### Activity
Only the text belongs in the copy: repeat each record exactly, without pictures.

Dataset records
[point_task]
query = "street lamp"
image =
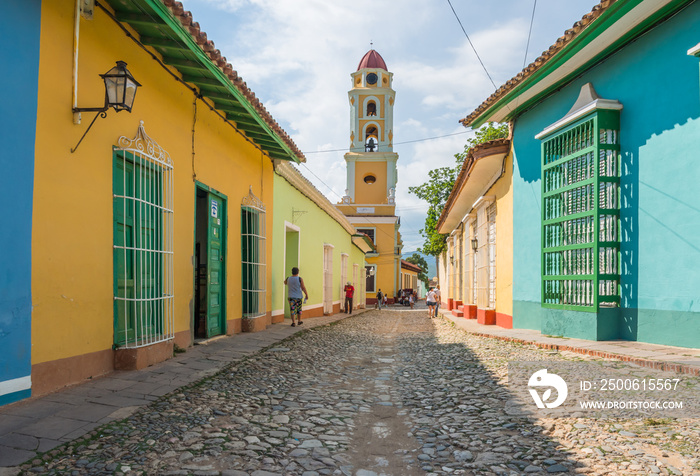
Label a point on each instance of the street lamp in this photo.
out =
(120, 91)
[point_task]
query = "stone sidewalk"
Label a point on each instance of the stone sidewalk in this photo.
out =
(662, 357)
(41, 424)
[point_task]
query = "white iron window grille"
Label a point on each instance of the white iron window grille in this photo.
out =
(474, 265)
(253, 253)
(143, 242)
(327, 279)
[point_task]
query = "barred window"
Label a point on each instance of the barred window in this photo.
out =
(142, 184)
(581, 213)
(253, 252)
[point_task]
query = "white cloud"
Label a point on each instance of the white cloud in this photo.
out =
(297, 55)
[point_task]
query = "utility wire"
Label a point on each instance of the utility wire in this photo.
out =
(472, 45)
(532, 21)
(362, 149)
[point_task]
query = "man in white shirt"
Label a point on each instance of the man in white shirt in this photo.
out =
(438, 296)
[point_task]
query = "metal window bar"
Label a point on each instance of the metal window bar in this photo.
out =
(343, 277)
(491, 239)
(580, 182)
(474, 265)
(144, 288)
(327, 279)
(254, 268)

### Solution to this exercise
[point_task]
query = "street lamp"
image =
Label a point on each instance of the street lamp in this photo.
out =
(120, 91)
[point_task]
query = "stone sidewalk"
Label a point on each instance of the stone sidewalk in this photo.
out =
(662, 357)
(41, 424)
[point_task]
query = "white iron window grille"
Label a point on each instance of the white iron window grille in this photo.
out =
(474, 265)
(253, 253)
(143, 242)
(327, 279)
[point_task]
query = "barred window"
Label a point on each instance of the barred window in this photo.
out =
(142, 184)
(581, 213)
(253, 252)
[point_task]
query = "white cloud"
Label a point on each instance of the white cloud in this photo.
out =
(297, 55)
[point_task]
query = "utility wire"
Label a point on each instance of the utility wire in this photo.
out =
(472, 45)
(532, 21)
(362, 149)
[point_task]
query = "man in white shirt"
Label a point on each instance of the man in white shirt in this photo.
out =
(438, 296)
[point_task]
query = "metal window bar"
Label a point on each instance of the metal window bar in this photo.
out =
(343, 277)
(491, 239)
(580, 182)
(474, 265)
(144, 288)
(327, 279)
(254, 268)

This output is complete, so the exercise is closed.